### SHORT PROBLEM
Please gather every line in the records below that contains the string "tree" and copy each one out. Case counts.

### DATASET RECORDS
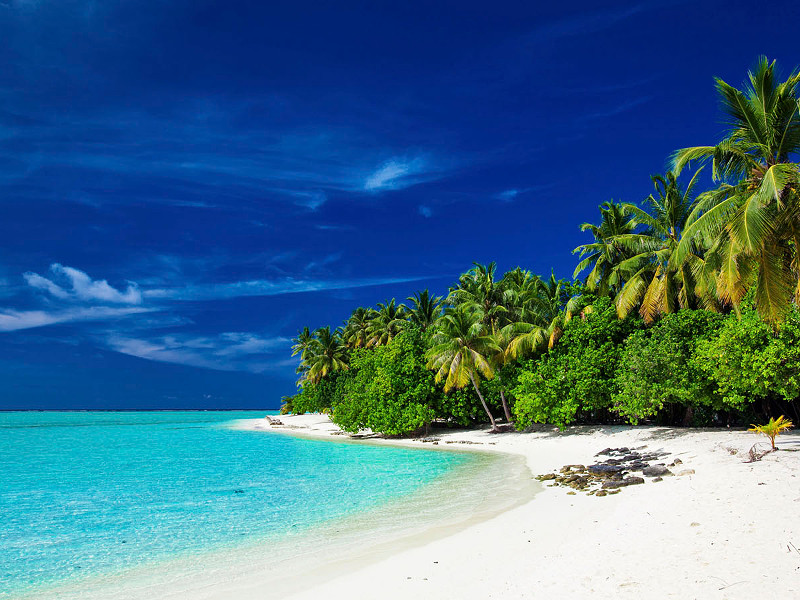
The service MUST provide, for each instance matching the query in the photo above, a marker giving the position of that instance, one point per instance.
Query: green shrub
(575, 380)
(388, 389)
(749, 361)
(658, 369)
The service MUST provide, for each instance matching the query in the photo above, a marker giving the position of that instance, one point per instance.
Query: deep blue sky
(184, 184)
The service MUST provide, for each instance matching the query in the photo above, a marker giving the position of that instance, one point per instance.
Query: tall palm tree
(301, 343)
(461, 352)
(478, 290)
(751, 221)
(541, 310)
(388, 320)
(325, 354)
(656, 283)
(357, 328)
(426, 309)
(608, 251)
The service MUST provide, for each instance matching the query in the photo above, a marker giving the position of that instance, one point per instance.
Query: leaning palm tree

### SOLUTION
Query: tall palm tree
Query: leaning palm tree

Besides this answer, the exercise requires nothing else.